* **STATED PROBLEM**
Print every line of the listing exactly, please.

* **DATA PROVIDED**
※
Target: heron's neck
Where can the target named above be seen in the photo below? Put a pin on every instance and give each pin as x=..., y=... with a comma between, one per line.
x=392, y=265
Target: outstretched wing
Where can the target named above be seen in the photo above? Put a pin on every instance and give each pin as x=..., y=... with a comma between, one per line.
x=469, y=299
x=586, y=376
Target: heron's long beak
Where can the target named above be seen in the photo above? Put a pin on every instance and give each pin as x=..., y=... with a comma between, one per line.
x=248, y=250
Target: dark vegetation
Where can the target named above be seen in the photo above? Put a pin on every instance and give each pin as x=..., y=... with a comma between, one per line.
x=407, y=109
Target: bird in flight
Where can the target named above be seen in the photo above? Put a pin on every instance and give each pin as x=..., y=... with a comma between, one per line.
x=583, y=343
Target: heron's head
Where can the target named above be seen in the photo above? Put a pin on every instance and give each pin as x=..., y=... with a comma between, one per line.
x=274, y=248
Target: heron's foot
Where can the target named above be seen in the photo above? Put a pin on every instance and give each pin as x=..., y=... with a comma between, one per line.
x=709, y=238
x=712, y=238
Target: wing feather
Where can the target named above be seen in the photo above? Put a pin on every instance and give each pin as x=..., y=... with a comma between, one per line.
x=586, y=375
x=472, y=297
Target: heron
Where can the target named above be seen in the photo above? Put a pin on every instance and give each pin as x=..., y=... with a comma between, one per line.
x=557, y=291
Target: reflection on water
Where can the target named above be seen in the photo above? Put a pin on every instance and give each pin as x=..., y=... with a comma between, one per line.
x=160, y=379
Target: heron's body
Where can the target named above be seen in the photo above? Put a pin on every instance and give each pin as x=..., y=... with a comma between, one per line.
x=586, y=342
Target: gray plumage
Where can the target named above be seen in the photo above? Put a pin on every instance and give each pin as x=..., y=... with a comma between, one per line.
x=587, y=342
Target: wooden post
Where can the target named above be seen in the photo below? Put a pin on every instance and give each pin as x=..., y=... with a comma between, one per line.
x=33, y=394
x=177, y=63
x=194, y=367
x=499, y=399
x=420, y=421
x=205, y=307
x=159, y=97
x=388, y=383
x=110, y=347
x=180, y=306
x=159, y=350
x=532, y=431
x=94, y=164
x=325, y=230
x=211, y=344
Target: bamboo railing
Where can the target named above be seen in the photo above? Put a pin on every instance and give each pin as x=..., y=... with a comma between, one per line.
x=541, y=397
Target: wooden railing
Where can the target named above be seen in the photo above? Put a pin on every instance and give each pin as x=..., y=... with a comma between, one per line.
※
* **RESPONSE TO THE EXERCISE**
Target: heron's neck
Where can the target named above be seen in the photo below? Put a pin on every instance and give each pin as x=..., y=... with a comma between, one per line.
x=392, y=265
Target: outstretched wing
Where can the target named above be seen in the photo above? Put a pin on every instance and give each pin as x=..., y=... with a comma between, one per line.
x=469, y=299
x=586, y=376
Target: heron's long beak
Where can the target named above be seen in the photo above? Put a pin on every instance and give each pin as x=..., y=... with a comma between, one per line.
x=248, y=250
Target: dark vegetation
Where can the target named above be seen in the photo above? Put a pin on every instance and give each pin as x=..., y=... with a comma between, one per line.
x=407, y=109
Target: bird in flight
Where can the target named above be seen in the photo above? Put a pin on every instance and give each pin as x=..., y=... with a comma between, one per line.
x=583, y=343
Target: heron's head
Where can the target named above be seen in the photo above? Put a pin on every instance and give each pin as x=..., y=... with a comma between, one per line.
x=274, y=248
Target: heron's foot
Where can the target named above be seen in the photo above? Put a pin on every instance and give each pin as x=..., y=... with a comma between, one per line.
x=709, y=238
x=712, y=238
Target: wing feather
Where can the target named above be seen in the photo above? Put a pin on every instance and give each pin as x=..., y=... with a comma between, one per line.
x=586, y=375
x=472, y=297
Target: heron
Where can the target named above be seen in the photo above? Put a pin on every instance and give each pin as x=..., y=... with a comma between, one per line.
x=557, y=291
Target: reflection on water
Where can the target named above be seen in the photo above? Put a pin on every instance and give each pin as x=..., y=... with a comma between, one per line.
x=160, y=379
Target: heron's body
Where can the target named above be seen in the photo above? Put a pin on every instance and give each pin as x=..., y=... with a comma between, one per line.
x=586, y=342
Target: gray plumage
Where can the target named above be seen in the photo above? Put a pin on every instance and give each pin as x=..., y=... with a comma between, one per line.
x=587, y=342
Target: wooden post
Where can the target named above be seen in the photo below? Put a pin on every instance and give each pin as x=..., y=... with a comma between, one per line.
x=33, y=394
x=177, y=63
x=194, y=367
x=499, y=399
x=420, y=421
x=205, y=307
x=159, y=97
x=388, y=383
x=110, y=347
x=180, y=306
x=159, y=350
x=532, y=431
x=94, y=164
x=325, y=230
x=211, y=344
Target: bamboo railing
Where can the target named above be seen in the photo above? Put a pin on every instance and give each pin as x=..., y=... with a comma between, one per line.
x=541, y=397
Target: wooden railing
Where can the target named above be seen in the photo above? Put a pin on every instance and give each pin as x=..., y=... with a comma between, one per line.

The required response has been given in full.